■ GIVEN REQUEST
Copy out the stretch from the line that contains "Task: point at every instance of the blue" through the end of the listing, swapping "dirt path" for "gravel trail" and changing nothing else.

■ LISTED RECORDS
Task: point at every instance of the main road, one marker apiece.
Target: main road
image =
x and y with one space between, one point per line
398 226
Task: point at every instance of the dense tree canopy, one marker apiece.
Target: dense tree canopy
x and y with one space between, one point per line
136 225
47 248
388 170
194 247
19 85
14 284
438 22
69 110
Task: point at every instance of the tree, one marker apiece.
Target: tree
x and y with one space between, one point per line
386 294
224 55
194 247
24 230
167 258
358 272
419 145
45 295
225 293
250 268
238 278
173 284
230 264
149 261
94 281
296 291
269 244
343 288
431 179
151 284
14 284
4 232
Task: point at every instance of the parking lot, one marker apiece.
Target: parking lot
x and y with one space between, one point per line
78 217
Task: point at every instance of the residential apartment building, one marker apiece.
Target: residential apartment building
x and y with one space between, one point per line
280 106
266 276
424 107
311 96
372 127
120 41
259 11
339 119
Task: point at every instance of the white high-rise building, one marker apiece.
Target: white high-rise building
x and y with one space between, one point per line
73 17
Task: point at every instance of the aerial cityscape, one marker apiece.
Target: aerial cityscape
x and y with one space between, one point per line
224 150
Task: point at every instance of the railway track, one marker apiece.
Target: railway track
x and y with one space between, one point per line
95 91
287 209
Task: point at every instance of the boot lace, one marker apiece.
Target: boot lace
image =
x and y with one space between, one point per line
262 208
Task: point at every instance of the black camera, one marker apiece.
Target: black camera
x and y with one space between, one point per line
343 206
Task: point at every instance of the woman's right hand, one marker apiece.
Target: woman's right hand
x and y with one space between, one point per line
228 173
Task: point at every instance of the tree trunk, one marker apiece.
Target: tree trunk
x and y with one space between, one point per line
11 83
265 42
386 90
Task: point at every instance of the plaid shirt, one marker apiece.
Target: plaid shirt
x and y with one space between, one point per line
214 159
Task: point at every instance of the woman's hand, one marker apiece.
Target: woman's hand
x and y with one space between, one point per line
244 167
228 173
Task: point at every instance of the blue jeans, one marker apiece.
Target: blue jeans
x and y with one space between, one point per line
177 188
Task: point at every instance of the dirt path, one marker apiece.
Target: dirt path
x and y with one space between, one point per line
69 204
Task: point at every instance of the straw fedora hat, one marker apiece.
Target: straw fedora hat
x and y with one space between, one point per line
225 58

■ PROBLEM SOLUTION
Task: point at every instance of the blue jeans, one marker apiece.
Target: blue jeans
x and y with one space between, one point per line
177 188
Task: point at every instance of the gravel trail, one marker apiece.
Target: gravel trail
x and y with one space between, one point per line
69 204
Task: point at every instance of the straw fedora hat, one marker apiece.
Target: straw fedora hat
x and y with one space between, one point per line
225 58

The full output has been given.